>> Begin Passage to read
# 32Bhds Water Pump?



## Trish (Jul 26, 2009)

Hi ..

My wife and I purchased a 2007 32BHDS this year and I am curious as to where the water pump is located? I will be winterizing in the next few weeks and want to know where it is as to pump my anti freeze through my lines. Hope someone can help us out


----------



## jozway (Jan 28, 2008)

It is under the step on the slide side of the queen bed up front. Use some pliers to pull up on the carpet and the pump is underneath that.


----------



## Sayonara (Jul 23, 2007)

jozway said:


> It is under the step on the slide side of the queen bed up front. Use some pliers to pull up on the carpet and the pump is underneath that.


X2. the top surface of the step (carpet and wood) will open towards the front.


----------



## Rob_G (Feb 16, 2006)

Was this purchased from a private seller? If not, I'm really surprised that this wasn't shown on the dealer walk through!


----------



## Trish (Jul 26, 2009)

Hi ..

Yes it was purchased through a private seller. Being that my wife and I ae new to the TT game I didn't ask where it was located so I could winterize it through the pump. So much to learn with a new trailer









[


----------



## Rob_G (Feb 16, 2006)

Well I'll tell you what. You came to the right place for questions!


----------
>> End Passage to read
Tasks to perform.
A: Answer these three questions about the water pump thread:
(i) What model year is the 32BHDS that was purchased?
(ii) According to jozway, where is the water pump located?
(iii) According to Sayonara, which way does the top surface of the step open?
Mark each answer (i), (ii) or (iii) to match.
B: How many lines of the records contain the word "dark"? Reply with the number only.
>> Begin Source records
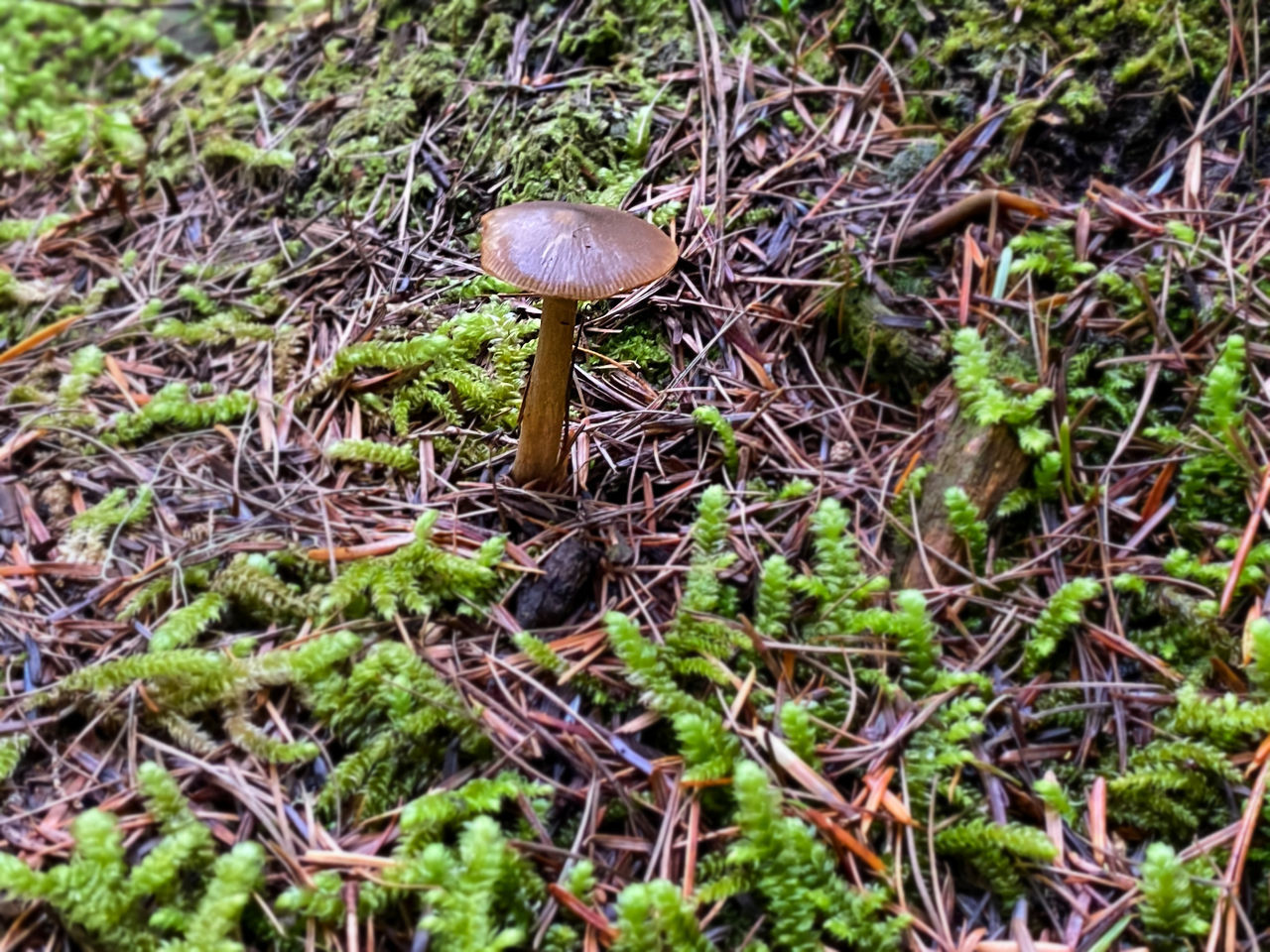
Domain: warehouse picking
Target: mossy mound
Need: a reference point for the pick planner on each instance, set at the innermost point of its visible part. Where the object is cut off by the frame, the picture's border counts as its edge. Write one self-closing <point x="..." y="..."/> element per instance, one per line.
<point x="1091" y="81"/>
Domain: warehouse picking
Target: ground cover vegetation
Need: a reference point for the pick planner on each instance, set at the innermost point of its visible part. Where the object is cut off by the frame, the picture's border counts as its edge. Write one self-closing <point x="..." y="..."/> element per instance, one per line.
<point x="908" y="585"/>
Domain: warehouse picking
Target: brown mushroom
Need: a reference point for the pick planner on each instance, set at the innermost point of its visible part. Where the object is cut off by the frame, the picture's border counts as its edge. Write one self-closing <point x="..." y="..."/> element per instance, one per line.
<point x="567" y="253"/>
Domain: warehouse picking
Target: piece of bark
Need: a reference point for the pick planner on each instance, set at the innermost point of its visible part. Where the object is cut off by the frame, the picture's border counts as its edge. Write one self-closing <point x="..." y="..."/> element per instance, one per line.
<point x="548" y="599"/>
<point x="985" y="462"/>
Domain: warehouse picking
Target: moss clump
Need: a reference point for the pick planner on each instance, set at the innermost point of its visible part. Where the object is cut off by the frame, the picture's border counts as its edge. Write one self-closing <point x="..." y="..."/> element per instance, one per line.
<point x="178" y="897"/>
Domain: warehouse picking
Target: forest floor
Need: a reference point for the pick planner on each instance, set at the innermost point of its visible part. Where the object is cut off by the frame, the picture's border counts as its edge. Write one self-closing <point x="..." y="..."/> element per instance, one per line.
<point x="906" y="589"/>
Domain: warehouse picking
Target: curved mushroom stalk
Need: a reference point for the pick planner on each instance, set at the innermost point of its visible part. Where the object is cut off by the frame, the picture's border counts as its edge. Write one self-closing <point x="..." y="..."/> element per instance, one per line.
<point x="567" y="253"/>
<point x="547" y="400"/>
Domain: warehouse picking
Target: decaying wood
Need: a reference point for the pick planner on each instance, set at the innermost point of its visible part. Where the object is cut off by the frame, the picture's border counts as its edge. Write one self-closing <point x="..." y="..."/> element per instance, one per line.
<point x="985" y="462"/>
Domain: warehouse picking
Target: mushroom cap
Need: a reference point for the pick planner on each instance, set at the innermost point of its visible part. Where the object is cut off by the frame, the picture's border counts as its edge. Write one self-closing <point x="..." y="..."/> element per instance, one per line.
<point x="572" y="250"/>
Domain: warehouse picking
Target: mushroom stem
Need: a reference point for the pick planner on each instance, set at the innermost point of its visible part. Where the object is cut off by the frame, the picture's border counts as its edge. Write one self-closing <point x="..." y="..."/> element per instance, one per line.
<point x="538" y="454"/>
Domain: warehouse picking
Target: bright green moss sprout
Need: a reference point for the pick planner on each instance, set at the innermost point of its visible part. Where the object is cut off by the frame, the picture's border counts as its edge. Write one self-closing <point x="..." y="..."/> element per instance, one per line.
<point x="656" y="916"/>
<point x="711" y="417"/>
<point x="1061" y="613"/>
<point x="12" y="751"/>
<point x="85" y="542"/>
<point x="808" y="902"/>
<point x="418" y="578"/>
<point x="1170" y="907"/>
<point x="474" y="363"/>
<point x="982" y="395"/>
<point x="175" y="898"/>
<point x="373" y="453"/>
<point x="175" y="408"/>
<point x="965" y="522"/>
<point x="996" y="852"/>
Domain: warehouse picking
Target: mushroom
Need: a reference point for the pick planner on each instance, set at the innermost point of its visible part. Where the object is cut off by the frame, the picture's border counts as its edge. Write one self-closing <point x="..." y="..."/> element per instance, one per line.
<point x="567" y="253"/>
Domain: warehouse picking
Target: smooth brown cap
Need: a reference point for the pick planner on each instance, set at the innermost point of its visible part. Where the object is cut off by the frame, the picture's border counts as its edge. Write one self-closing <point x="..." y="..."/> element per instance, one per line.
<point x="576" y="252"/>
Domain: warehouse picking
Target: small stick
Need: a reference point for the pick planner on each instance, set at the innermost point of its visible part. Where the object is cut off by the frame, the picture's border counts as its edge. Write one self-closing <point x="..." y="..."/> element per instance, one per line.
<point x="947" y="220"/>
<point x="39" y="338"/>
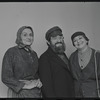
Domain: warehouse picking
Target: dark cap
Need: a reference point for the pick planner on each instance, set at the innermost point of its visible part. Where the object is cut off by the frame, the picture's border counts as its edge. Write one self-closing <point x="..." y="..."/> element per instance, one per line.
<point x="52" y="32"/>
<point x="77" y="34"/>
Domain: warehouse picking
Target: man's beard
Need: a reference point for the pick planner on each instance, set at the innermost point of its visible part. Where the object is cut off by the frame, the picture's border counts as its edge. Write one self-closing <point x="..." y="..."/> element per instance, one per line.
<point x="58" y="49"/>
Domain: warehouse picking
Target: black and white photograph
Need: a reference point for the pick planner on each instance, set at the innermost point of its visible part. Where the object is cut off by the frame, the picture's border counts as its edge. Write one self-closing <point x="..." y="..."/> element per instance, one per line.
<point x="49" y="50"/>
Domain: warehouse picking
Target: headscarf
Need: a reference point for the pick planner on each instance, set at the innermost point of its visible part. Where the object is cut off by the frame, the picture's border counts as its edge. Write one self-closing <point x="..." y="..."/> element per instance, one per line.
<point x="19" y="40"/>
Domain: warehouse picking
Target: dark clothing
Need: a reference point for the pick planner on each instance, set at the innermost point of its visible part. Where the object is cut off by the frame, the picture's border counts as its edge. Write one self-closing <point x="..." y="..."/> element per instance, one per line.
<point x="19" y="64"/>
<point x="85" y="80"/>
<point x="55" y="75"/>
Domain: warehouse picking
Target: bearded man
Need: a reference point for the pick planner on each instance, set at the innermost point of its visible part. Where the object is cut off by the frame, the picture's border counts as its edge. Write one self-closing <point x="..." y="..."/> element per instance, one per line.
<point x="54" y="69"/>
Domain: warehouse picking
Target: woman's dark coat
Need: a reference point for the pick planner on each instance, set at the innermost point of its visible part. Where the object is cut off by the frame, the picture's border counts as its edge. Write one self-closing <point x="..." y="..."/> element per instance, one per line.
<point x="55" y="76"/>
<point x="85" y="80"/>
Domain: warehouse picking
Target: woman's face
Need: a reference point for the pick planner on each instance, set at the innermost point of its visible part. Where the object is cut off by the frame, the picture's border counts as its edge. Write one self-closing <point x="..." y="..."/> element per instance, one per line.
<point x="80" y="42"/>
<point x="27" y="36"/>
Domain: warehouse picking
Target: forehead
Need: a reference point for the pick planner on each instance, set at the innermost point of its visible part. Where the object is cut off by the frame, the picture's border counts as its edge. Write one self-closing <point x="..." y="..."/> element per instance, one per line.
<point x="77" y="37"/>
<point x="27" y="30"/>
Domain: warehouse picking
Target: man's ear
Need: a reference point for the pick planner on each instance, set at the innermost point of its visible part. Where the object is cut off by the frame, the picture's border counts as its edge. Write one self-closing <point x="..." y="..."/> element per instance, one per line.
<point x="48" y="42"/>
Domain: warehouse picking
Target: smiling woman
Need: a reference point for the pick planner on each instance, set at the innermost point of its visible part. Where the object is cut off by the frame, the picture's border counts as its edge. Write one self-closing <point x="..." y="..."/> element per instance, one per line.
<point x="20" y="67"/>
<point x="83" y="67"/>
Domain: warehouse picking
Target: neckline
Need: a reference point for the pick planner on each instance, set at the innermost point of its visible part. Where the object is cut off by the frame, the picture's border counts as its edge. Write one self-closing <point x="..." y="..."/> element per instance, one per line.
<point x="88" y="62"/>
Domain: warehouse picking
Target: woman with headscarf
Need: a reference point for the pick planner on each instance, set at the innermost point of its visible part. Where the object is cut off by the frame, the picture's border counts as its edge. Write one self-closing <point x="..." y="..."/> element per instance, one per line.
<point x="85" y="67"/>
<point x="20" y="67"/>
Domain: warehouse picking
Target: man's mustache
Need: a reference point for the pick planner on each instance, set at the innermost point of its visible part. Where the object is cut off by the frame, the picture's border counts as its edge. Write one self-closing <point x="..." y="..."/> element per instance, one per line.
<point x="58" y="43"/>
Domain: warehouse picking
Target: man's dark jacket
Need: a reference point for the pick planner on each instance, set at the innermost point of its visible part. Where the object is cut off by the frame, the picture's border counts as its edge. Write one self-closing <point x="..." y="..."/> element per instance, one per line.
<point x="55" y="76"/>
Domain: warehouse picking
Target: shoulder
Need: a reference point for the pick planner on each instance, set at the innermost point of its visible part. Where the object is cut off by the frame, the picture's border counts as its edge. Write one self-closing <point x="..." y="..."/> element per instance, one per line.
<point x="11" y="50"/>
<point x="44" y="55"/>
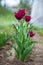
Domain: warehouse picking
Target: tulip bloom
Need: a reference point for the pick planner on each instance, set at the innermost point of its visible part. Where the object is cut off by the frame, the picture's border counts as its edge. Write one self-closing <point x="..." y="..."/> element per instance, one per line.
<point x="31" y="34"/>
<point x="27" y="18"/>
<point x="20" y="14"/>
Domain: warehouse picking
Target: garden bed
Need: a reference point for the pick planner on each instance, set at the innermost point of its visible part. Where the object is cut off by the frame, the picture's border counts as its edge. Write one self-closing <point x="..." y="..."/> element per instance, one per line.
<point x="36" y="57"/>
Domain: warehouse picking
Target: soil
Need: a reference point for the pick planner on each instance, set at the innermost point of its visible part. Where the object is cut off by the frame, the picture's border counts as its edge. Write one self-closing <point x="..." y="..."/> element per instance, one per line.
<point x="36" y="57"/>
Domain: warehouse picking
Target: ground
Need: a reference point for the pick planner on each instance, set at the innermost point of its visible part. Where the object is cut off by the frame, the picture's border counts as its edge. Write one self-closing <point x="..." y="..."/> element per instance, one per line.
<point x="36" y="58"/>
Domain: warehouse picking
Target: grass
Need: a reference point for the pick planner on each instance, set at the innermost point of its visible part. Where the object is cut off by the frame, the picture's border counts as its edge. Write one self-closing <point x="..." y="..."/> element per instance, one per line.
<point x="6" y="17"/>
<point x="40" y="31"/>
<point x="6" y="28"/>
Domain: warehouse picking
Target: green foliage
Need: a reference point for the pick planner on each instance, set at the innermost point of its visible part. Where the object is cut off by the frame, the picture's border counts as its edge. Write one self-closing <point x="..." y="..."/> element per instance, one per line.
<point x="24" y="43"/>
<point x="5" y="34"/>
<point x="40" y="31"/>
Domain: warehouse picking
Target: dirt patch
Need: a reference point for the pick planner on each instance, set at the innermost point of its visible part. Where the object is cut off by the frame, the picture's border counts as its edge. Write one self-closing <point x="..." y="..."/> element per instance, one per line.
<point x="36" y="58"/>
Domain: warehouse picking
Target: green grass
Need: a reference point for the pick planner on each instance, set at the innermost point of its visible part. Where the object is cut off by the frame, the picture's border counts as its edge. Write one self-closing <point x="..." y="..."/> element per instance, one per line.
<point x="6" y="29"/>
<point x="6" y="17"/>
<point x="40" y="31"/>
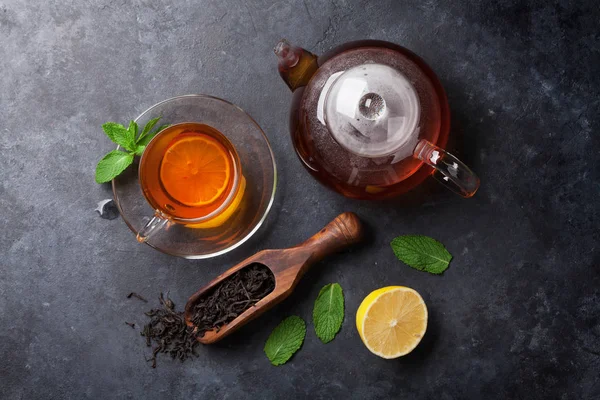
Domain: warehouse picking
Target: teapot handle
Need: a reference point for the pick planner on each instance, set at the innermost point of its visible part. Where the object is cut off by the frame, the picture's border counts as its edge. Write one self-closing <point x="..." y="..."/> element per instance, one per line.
<point x="449" y="170"/>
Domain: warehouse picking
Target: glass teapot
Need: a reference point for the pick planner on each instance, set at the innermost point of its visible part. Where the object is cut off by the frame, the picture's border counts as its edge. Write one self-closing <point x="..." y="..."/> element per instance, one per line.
<point x="370" y="119"/>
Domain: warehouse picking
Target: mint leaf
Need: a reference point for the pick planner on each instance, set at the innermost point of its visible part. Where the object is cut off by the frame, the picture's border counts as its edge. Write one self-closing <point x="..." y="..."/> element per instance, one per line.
<point x="132" y="131"/>
<point x="285" y="340"/>
<point x="422" y="253"/>
<point x="328" y="312"/>
<point x="143" y="140"/>
<point x="148" y="128"/>
<point x="146" y="138"/>
<point x="119" y="134"/>
<point x="112" y="165"/>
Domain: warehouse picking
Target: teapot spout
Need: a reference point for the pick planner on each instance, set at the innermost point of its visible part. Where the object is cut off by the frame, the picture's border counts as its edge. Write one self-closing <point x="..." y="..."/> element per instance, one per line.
<point x="296" y="65"/>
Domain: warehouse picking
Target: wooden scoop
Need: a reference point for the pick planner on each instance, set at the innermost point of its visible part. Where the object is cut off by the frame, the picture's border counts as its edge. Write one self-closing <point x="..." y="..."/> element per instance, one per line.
<point x="287" y="265"/>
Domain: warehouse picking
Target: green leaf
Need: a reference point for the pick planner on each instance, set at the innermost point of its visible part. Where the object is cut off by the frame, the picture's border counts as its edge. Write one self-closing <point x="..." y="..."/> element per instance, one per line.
<point x="143" y="141"/>
<point x="422" y="253"/>
<point x="132" y="131"/>
<point x="328" y="312"/>
<point x="119" y="134"/>
<point x="148" y="127"/>
<point x="112" y="165"/>
<point x="285" y="340"/>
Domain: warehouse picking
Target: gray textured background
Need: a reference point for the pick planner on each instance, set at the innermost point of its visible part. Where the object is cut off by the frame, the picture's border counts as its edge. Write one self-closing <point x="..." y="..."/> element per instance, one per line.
<point x="515" y="316"/>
>> End Source records
Solutions for each task.
A:
(i) 2007
(ii) Under the step on the slide side of the queen bed up front
(iii) Towards the front

B: 4